Looking for a terror school to bomb? Try Georgia, USA

By George Monbiot in London

"If any government sponsors the outlaws and killers of innocents," President
George Bush said as the United States began bombing Afghanistan, "they have
become outlaws and murderers themselves. And they will take that lonely path
at their own peril."

I'm glad he said "any government", as there is one which, although it has
yet to be identified as a sponsor of terrorism, requires his urgent
attention.

For the past 55 years it has been running a terrorist training camp, whose
victims massively outnumber the people killed in the attack on New York, the
US embassy bombings and the other atrocities laid, rightly or wrongly, at
al-Qaeda's door.

The camp is called the Western Hemisphere Institute for Security
Co-operation, or Whisc. It is based in Fort Benning, Georgia, and it is
funded by Mr Bush's government.

Until January this year, Whisc was called the School of the Americas, or
SOA. Since 1946, it has trained more than 60,000 Latin American soldiers and
policemen.

Among its graduates are many of the continent's most notorious torturers,
mass murderers, dictators and state terrorists. Documentation compiled by
the pressure group SOA Watch shows that Latin America has been ripped apart
by its alumni.

In June this year, Colonel Byron Lima Estrada, once a student at the school,
was convicted in Guatemala City of murdering Bishop Juan Gerardi in 1998.

The bishop was killed because he had helped to write a report on the
atrocities committed by Guatemala's D-2, the military intelligence agency
run by Lima Estrada with the help of two other SOA graduates.

D-2 co-ordinated the "anti-insurgency" campaign which obliterated 448 Mayan
Indian villages and murdered tens of thousands of their people.

Forty per cent of the cabinet ministers who served the genocidal regimes of
Lucas Garcia, Rios Montt and Mejia Victores studied at the SOA.

In 1993, the United Nations truth commission on El Salvador named the army
officers who had committed the worst atrocities of the civil war. Two-thirds
of them had trained at the school.

In Chile, its graduates ran Augusto Pinochet's secret police and his three
main concentration camps.

→ **What is expected**
Carry on the article about the School of the Americas, picking up after its last sentence.

→ **Record extracts**
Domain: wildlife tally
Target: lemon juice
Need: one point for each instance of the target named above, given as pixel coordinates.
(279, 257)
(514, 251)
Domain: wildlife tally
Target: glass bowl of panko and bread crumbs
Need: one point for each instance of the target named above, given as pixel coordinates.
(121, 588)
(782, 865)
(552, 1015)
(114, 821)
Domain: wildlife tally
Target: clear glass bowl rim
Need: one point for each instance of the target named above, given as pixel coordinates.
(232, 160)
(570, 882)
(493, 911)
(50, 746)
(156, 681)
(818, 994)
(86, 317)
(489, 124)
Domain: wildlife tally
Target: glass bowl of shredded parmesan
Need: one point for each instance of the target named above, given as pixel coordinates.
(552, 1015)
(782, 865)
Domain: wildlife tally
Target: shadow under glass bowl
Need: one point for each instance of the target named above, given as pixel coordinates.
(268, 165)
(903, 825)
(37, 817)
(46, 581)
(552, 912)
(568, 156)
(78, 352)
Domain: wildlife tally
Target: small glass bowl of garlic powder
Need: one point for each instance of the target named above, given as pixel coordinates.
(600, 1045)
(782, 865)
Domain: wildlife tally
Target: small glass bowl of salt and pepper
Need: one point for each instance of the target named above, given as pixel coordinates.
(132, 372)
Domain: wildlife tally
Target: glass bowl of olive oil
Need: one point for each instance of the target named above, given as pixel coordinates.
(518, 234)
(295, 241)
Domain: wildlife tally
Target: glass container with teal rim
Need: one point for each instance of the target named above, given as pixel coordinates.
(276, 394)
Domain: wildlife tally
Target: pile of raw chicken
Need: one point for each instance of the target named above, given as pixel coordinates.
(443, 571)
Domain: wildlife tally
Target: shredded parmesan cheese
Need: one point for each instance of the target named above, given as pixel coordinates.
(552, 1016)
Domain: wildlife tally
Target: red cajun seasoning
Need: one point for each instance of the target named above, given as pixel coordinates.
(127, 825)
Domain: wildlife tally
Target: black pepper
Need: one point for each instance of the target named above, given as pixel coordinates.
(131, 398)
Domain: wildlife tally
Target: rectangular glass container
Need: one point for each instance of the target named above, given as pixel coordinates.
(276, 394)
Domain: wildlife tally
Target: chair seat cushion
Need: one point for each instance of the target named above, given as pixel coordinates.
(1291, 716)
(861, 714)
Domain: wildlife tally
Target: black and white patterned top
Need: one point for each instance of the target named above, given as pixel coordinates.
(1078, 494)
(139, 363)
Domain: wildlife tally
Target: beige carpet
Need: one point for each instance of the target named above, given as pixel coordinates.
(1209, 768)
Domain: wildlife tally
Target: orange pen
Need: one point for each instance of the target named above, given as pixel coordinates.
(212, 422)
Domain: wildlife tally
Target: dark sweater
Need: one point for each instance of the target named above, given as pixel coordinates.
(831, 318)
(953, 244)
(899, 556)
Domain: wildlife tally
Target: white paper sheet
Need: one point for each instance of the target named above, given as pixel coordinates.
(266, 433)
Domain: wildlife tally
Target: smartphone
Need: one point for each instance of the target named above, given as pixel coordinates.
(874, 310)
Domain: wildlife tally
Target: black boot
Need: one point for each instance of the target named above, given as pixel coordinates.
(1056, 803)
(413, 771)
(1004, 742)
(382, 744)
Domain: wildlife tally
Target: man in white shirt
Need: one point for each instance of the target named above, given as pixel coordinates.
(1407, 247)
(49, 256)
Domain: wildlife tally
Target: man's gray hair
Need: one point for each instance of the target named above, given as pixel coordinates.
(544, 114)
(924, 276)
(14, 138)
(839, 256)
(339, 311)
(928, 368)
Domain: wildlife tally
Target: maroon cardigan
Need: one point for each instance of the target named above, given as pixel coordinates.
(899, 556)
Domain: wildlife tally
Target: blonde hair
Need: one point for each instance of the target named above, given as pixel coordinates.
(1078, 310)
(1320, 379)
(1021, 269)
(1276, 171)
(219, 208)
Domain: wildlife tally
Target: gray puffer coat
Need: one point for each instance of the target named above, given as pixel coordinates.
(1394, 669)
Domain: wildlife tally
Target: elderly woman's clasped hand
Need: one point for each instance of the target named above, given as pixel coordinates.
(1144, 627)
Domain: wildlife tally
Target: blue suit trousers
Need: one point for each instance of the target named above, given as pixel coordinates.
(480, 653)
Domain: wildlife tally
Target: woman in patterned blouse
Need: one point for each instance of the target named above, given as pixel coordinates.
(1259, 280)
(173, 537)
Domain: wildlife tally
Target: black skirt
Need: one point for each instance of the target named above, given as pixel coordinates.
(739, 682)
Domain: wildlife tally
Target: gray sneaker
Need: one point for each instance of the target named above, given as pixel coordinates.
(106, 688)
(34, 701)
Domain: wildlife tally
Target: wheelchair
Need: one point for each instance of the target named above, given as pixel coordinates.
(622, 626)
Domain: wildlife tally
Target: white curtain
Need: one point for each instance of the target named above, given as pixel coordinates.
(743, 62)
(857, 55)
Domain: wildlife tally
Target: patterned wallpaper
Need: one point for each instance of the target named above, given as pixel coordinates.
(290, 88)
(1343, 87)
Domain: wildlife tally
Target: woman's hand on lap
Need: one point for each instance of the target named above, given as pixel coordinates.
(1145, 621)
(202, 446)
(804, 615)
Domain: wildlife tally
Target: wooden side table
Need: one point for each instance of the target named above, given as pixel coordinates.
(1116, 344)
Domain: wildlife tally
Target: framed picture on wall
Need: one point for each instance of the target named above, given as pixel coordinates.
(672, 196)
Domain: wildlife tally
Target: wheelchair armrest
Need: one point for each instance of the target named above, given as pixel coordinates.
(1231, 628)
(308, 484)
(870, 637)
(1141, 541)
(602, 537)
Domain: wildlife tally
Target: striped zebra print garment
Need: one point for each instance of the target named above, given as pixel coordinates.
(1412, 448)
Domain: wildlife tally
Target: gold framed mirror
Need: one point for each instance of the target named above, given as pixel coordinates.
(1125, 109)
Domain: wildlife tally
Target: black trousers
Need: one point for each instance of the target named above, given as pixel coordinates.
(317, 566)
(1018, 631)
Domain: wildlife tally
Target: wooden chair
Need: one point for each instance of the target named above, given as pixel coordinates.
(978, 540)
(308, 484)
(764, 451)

→ **The result**
Argentina's dictators Roberto Viola and Leopoldo Galtieri, Panama's Manuel
Noriega and Omar Torrijos, Peru's Juan Velasco Alvarado and Ecuador's
Guillermo Rodriguez all benefited from SOA instruction.

The school's defenders insist that this is all ancient history. But its
graduates are also involved in the dirty war now being waged, with US
support, in Colombia. In 1999 the State Department's report on human rights
named two SOA graduates as the murderers of the peace commissioner Alex
Lopera.

Last year, Human Rights Watch revealed that seven former pupils were running
paramilitary groups there and had commissioned kidnappings, disappearances
and massacres.

The FBI defines terrorism as "violent acts ... intended to intimidate or
coerce a civilian population, influence the policy of a government, or
affect the conduct of a government" - a precise description of the
activities of SOA's graduates.

But how can we be sure that its alma mater has had any part in this? Well,
in 1996, the US government was forced to release seven SOA training manuals,
which recommended blackmail, torture, execution and the arrest of witnesses'
relatives.

Last year, several congressmen tried to shut the school down, but they were
defeated by 10 votes. Instead, the House of Representatives voted to close
it and then immediately reopen it under a different name. So the School of
the Americas washed its hands of the past by renaming itself Whisc.

Given that the evidence linking the school to continuing atrocities in Latin
America is rather stronger than the evidence linking the al-Qaeda training
camps to the attack on New York, what should we do about the "evil-doers" in
Fort Benning, Georgia?

Well, we could urge our governments to apply diplomatic pressure to seek the
extradition of the school's commanders for trial on charges of complicity in
crimes against humanity.

Alternatively, we could demand that our governments attack the US, bombing
its military installations, cities and airports in the hope of overthrowing
its unelected government and replacing it with a new administration overseen
by the UN.

This prescription is ridiculous, I agree. But try as I might, I cannot see
the moral difference between this course of action and the war being waged
in Afghanistan.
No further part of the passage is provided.